### Task prompt
Exactly reproduce each record listed below.

### Exercise material

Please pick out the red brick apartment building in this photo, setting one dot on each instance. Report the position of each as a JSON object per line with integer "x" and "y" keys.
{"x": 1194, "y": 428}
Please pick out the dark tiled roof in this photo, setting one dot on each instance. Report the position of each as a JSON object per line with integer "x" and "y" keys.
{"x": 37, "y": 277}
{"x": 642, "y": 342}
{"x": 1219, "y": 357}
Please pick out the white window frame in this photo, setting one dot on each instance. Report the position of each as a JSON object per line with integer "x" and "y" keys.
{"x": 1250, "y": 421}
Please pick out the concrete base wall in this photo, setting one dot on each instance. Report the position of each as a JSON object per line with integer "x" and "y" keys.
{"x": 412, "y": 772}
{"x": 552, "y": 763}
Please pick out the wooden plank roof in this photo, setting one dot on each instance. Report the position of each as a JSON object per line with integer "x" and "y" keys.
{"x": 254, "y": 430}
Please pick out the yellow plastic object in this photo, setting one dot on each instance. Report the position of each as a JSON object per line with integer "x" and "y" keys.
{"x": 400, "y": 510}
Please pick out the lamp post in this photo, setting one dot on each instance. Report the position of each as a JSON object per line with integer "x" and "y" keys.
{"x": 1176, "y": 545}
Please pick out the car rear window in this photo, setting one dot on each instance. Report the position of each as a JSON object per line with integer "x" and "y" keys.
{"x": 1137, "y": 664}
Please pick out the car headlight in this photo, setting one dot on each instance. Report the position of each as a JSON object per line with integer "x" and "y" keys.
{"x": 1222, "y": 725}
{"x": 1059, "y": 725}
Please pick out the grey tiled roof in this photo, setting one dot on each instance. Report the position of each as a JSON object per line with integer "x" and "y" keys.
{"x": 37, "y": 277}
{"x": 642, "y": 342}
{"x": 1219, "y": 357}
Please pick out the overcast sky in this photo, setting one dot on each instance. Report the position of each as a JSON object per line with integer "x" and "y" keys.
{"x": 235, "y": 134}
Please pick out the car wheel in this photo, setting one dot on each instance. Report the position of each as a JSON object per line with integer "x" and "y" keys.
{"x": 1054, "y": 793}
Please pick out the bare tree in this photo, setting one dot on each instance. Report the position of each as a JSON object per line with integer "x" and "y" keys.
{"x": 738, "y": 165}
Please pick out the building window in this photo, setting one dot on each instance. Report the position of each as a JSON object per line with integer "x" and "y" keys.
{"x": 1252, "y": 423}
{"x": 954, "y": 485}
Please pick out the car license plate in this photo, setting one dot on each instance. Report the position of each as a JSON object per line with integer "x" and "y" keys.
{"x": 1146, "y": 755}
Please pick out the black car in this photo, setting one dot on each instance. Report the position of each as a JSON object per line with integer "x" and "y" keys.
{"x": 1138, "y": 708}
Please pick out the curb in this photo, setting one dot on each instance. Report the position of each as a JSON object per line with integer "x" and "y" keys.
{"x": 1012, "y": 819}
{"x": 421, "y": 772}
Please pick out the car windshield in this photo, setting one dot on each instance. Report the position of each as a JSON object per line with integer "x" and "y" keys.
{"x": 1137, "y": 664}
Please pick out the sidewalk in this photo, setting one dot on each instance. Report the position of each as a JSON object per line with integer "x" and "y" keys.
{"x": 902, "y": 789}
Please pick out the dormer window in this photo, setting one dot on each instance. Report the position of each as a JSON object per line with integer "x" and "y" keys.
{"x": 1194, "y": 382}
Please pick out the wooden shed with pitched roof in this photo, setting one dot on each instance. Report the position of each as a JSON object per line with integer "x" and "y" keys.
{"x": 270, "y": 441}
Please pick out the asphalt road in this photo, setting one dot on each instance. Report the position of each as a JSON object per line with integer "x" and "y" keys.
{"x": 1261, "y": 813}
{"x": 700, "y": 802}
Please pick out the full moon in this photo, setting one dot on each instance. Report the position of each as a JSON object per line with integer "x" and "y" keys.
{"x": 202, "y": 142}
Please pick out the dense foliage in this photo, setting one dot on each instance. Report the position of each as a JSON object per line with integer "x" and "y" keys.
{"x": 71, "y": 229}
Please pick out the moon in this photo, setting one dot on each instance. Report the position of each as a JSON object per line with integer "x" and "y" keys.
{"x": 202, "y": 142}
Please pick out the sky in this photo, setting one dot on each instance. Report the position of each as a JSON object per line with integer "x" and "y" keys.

### Expected answer
Please pick out the red brick apartment building in this photo, setting one dot on each instance. Report the position of each as a JSON object per line with integer "x" and "y" keys.
{"x": 1194, "y": 428}
Please pick out the dark tiled roof in this photo, setting one dot on each instance. Report the position of each as a JSON object per line with integer "x" and "y" keys.
{"x": 37, "y": 277}
{"x": 642, "y": 342}
{"x": 1219, "y": 357}
Please pick out the white window frame in this photo, setting one dot on each instance. Report the position of each as a JSON object per line with integer "x" and "y" keys.
{"x": 1250, "y": 421}
Please pick out the concrete base wall in this photo, setting one dot on each instance. Report the position of each as a JSON object per line with integer "x" and "y" keys.
{"x": 412, "y": 772}
{"x": 552, "y": 763}
Please pick out the wooden plank roof in this photo, setting one dot on each instance. Report the position of each as a JSON object per line with integer "x" and "y" keys.
{"x": 254, "y": 430}
Please pick out the yellow plastic object in this photo, setting one dot on each instance. Report the position of each as a JSON object per line with integer "x" and "y" keys.
{"x": 400, "y": 510}
Please pick out the lamp post in this photo, setting one dot on each instance. Report the position of each as a JSON object per line with integer "x" and "y" keys.
{"x": 1176, "y": 545}
Please pick out the car rear window in this photo, setting one dot on each instance. Report the position of each as a JSON object per line with integer "x" and "y" keys.
{"x": 1137, "y": 664}
Please pick out the car headlight in this photo, setting one dot on each instance. Report the position of each as a JSON object per line with integer "x" and "y" keys.
{"x": 1222, "y": 725}
{"x": 1059, "y": 725}
Please pick out the grey tiled roof in this photo, setting one dot on each instance. Report the position of each as a JSON object per line with integer "x" and "y" keys.
{"x": 37, "y": 277}
{"x": 642, "y": 342}
{"x": 1219, "y": 357}
Please pick out the overcast sky in this photo, setting one dot on each instance. Report the position of each as a JSON object per line with integer "x" and "y" keys.
{"x": 235, "y": 134}
Please pick out the car wheel in this photo, setting one dot on each instance. Report the position of each as a JSON object per line with integer "x" and "y" keys.
{"x": 1054, "y": 793}
Please pick out the bare tree in this photo, setting one dot on each instance. Report the position of each as a JSON object per line with integer "x" and "y" keys.
{"x": 738, "y": 165}
Please pick out the building window in this photo, setting one dot on each instance. Report the position of each as a JSON object per line with integer "x" and "y" keys.
{"x": 1252, "y": 423}
{"x": 954, "y": 485}
Please pick out the car license plate in this photo, setting one dot on each instance. Report the position of each as a JSON object per line with integer "x" and "y" keys.
{"x": 1146, "y": 755}
Please pick out the black car in this photo, setting one dot on each instance. Report the position of each as a JSON object per line with integer "x" and "y" keys.
{"x": 1138, "y": 708}
Please pick out the curb in this photo, setting one dot on each instance. Report the position of each as a JSON object per line with integer "x" and "y" keys.
{"x": 1012, "y": 819}
{"x": 421, "y": 772}
Please pick out the car windshield in this photo, setting one dot on each instance. Report the position of each as a JSON object per line with integer "x" and "y" keys.
{"x": 1137, "y": 664}
Please pick out the sidewalk in this photo, setting one dot on each instance. Report the position of each as a JSON object per line with integer "x" and "y" keys.
{"x": 902, "y": 789}
Please pick out the dormer window in this photo, setting one dot on each instance. Report the position of each as a JSON object per line with integer "x" and "y" keys.
{"x": 1194, "y": 382}
Please pick out the wooden shed with pitched roof in this photo, setting one dot on each instance. Report the position of each as a JSON object per line with integer "x" and "y" keys.
{"x": 270, "y": 441}
Please pick out the asphalt road in this photo, setting one dot on each instance. Report the position of each as a JSON object per line with integer "x" and "y" keys.
{"x": 1261, "y": 813}
{"x": 700, "y": 802}
Please pick out the full moon in this photo, setting one dot on each instance. Report the position of each as a JSON object per line with integer "x" and "y" keys.
{"x": 202, "y": 142}
Please pick out the dense foliage in this photo, setting one dot on each instance. Report the position of each as a JSON object per line with integer "x" and "y" keys.
{"x": 71, "y": 229}
Please pick out the moon in this photo, setting one dot on each instance. Report the position of each as a JSON object per line with integer "x" and "y" keys.
{"x": 202, "y": 142}
Please pick out the sky in this photo, setting one dot on each instance. Report the position of each as a JSON object per line with integer "x" and "y" keys.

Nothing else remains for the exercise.